_RECORDS FOR THE EXERCISE:_
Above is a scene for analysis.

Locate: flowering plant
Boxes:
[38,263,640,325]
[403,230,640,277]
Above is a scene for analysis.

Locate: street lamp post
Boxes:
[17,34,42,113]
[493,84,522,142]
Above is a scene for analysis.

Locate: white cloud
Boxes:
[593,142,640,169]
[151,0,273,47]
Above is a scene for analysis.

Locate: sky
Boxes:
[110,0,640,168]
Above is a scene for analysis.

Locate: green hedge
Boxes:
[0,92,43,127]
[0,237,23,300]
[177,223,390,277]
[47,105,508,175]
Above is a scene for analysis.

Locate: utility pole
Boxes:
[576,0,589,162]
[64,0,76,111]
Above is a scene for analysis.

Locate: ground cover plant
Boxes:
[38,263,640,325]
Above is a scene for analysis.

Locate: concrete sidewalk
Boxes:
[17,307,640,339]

_GIVEN PROBLEM:_ Rewrite all the entries above, swapping "Locate" for "Find" everywhere it appears and leaving everything else as it is.

_EXERCISE OUTPUT:_
Above is a scene for analysis.

Find: flowering plant
Boxes:
[38,263,640,325]
[403,230,640,277]
Above is a scene for analysis.

Find: street lamp post
Boxes:
[17,34,42,113]
[493,84,522,142]
Above is a scene for analysis.

Find: white cloud
Boxes:
[593,142,640,169]
[151,0,273,47]
Above is a scene for analysis.

Find: sky
Boxes:
[110,0,640,168]
Above is a scene for analysis.

Find: green hedge
Boxes:
[0,92,43,127]
[0,237,23,300]
[177,223,390,277]
[47,105,508,175]
Above is a scene for analysis.

Find: utility pole
Boxes:
[576,0,589,162]
[64,0,76,111]
Above is a scene for analysis.

Find: ground cover plant
Boxes:
[38,263,640,325]
Above is a scene for analysis.

Find: concrete sidewalk
Boxes:
[17,307,640,339]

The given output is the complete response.